- [INSTRUCTIONS FOR THE TASK]
Which lines of the data contain the string "sack"? Copy every one.

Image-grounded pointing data
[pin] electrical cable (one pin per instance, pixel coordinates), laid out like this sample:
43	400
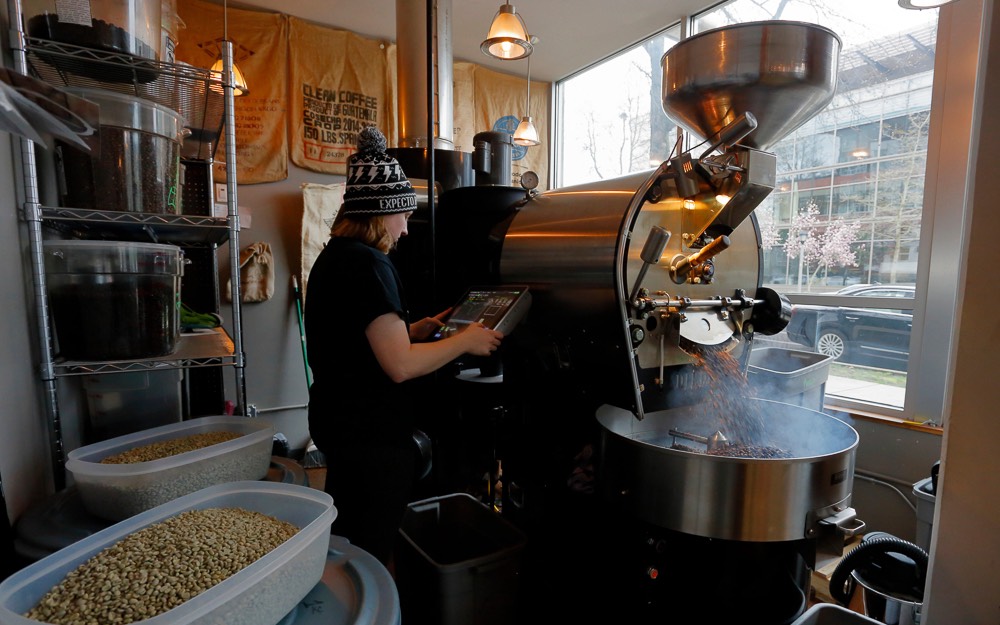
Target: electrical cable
887	485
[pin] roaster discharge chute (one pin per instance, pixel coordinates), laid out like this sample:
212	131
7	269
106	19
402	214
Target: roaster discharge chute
636	274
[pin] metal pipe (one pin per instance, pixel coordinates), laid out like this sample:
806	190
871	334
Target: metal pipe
32	215
234	225
418	75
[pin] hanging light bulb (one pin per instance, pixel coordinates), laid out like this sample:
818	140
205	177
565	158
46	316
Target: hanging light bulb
239	82
508	38
525	134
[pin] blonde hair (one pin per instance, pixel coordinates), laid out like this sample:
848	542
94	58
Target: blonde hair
369	229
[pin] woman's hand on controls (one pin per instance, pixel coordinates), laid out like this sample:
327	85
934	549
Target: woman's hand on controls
426	327
479	340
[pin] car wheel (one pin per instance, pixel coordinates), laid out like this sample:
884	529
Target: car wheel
831	343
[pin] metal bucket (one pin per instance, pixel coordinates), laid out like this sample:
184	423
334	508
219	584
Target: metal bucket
886	608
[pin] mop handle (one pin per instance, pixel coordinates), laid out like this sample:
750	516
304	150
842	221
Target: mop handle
302	328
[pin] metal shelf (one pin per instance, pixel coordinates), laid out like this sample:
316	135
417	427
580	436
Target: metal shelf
205	101
185	230
196	94
200	349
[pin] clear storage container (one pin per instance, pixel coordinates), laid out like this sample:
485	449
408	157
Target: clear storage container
118	491
114	300
134	162
122	26
260	594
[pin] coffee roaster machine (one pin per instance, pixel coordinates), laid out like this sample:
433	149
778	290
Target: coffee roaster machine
607	419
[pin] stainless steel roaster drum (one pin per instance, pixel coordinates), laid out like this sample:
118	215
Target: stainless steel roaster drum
745	499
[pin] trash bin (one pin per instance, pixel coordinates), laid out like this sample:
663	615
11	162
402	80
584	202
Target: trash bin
926	493
789	375
458	563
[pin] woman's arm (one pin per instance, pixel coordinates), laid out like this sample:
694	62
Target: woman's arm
402	360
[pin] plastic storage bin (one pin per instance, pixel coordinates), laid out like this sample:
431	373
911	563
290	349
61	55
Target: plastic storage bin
458	564
114	300
137	167
129	402
260	594
118	491
790	376
831	614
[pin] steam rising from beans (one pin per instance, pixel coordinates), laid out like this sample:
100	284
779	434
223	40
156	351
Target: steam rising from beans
740	420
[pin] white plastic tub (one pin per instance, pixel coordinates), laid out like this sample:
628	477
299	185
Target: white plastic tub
260	594
118	491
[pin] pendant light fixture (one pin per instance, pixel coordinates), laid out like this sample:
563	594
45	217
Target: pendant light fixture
239	82
508	37
525	134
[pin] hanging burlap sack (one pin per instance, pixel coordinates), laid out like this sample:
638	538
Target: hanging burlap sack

- [YOUR SOLUTION]
[pin] hanging burlap sack (one pin per instance, pixel coordinates), laid out like this sample:
Target: hanging burlap sack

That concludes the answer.